## Exercise requirements
List every line in the entries below that contains the word "road", copying each line in full. Case counts.
--*--
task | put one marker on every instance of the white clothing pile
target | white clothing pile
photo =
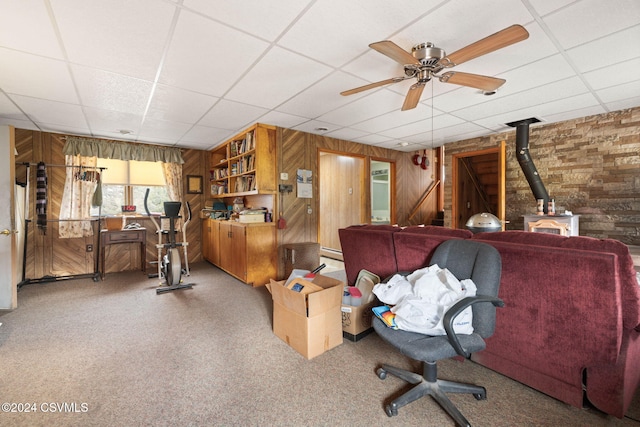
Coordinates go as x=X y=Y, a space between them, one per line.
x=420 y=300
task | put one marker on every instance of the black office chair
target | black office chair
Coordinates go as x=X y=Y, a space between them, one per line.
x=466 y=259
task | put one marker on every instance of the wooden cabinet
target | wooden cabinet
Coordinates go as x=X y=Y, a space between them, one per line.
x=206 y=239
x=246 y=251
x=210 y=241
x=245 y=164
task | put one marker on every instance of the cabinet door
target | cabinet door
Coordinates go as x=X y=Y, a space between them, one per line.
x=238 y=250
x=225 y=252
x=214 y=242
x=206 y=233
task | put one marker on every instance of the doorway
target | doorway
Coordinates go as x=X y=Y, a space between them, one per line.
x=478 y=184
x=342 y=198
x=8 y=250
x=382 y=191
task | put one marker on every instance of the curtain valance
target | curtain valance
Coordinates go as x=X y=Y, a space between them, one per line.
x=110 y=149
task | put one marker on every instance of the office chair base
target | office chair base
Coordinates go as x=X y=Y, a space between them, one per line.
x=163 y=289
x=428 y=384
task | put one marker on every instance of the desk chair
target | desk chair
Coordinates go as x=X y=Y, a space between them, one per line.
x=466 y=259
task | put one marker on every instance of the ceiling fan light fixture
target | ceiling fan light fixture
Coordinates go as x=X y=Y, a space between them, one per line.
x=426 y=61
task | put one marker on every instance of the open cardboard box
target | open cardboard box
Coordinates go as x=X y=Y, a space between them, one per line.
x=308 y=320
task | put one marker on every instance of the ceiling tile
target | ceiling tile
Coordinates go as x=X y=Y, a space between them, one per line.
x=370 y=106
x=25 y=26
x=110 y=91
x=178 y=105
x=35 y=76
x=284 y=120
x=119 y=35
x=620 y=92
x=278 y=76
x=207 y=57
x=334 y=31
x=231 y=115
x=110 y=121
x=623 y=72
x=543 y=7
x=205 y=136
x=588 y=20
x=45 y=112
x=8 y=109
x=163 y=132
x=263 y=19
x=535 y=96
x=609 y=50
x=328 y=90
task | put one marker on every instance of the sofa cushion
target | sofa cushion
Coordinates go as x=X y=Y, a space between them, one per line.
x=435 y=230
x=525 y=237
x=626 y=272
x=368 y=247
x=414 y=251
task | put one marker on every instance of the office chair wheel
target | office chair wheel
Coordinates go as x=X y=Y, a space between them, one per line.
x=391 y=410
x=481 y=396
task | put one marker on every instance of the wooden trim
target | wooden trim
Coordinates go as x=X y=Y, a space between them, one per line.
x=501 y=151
--*--
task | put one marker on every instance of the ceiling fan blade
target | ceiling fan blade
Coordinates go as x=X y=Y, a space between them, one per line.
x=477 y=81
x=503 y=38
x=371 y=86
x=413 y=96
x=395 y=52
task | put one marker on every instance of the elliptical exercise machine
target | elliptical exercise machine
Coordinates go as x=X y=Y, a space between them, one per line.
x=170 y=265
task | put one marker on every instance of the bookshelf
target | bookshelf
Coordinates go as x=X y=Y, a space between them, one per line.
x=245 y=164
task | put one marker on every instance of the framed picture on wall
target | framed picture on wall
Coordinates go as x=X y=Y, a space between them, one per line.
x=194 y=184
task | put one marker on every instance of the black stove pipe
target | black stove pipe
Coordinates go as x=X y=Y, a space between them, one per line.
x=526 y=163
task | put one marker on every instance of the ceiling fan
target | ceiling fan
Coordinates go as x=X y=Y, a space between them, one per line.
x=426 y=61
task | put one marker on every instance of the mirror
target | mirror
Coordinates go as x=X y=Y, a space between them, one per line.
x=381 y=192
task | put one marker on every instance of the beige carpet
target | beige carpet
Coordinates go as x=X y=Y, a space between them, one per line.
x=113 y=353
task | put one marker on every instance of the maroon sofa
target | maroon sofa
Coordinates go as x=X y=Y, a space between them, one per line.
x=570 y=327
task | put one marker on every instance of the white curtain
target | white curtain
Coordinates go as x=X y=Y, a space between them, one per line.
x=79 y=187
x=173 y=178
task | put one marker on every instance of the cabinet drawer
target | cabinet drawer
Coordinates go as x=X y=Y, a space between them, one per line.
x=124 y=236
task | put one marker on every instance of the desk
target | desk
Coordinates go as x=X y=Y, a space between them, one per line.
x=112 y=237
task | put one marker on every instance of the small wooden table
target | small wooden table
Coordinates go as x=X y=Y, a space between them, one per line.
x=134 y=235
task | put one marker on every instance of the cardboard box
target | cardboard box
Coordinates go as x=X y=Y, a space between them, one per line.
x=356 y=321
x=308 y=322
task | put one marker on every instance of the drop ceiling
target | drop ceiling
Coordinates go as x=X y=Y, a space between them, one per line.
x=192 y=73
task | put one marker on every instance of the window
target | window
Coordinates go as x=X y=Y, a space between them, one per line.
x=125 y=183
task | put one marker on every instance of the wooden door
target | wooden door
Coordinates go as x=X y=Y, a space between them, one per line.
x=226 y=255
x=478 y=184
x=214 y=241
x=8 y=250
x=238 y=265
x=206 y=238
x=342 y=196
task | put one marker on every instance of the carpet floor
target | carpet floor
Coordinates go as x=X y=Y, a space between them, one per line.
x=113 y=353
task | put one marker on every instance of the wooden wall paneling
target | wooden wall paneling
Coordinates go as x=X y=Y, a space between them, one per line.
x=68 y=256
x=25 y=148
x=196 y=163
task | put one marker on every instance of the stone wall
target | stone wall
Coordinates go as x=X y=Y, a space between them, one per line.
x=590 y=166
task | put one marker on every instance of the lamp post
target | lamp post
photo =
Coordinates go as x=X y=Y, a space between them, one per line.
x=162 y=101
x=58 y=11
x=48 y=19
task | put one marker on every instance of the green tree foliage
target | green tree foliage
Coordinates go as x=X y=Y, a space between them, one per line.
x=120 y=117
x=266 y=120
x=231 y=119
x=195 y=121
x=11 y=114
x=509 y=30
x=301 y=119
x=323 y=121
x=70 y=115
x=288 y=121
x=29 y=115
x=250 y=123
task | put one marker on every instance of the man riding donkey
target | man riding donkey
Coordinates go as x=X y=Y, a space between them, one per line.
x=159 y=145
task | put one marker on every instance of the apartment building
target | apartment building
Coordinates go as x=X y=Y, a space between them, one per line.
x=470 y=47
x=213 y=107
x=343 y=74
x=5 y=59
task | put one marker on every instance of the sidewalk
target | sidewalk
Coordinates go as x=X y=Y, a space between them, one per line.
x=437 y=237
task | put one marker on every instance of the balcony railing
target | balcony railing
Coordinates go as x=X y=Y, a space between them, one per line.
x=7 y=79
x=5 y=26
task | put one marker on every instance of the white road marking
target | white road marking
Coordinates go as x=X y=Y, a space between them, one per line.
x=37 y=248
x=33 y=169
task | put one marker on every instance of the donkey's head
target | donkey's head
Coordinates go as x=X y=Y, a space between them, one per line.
--*--
## Completed task
task | put one marker on every instance of the white road marking
target | white road marking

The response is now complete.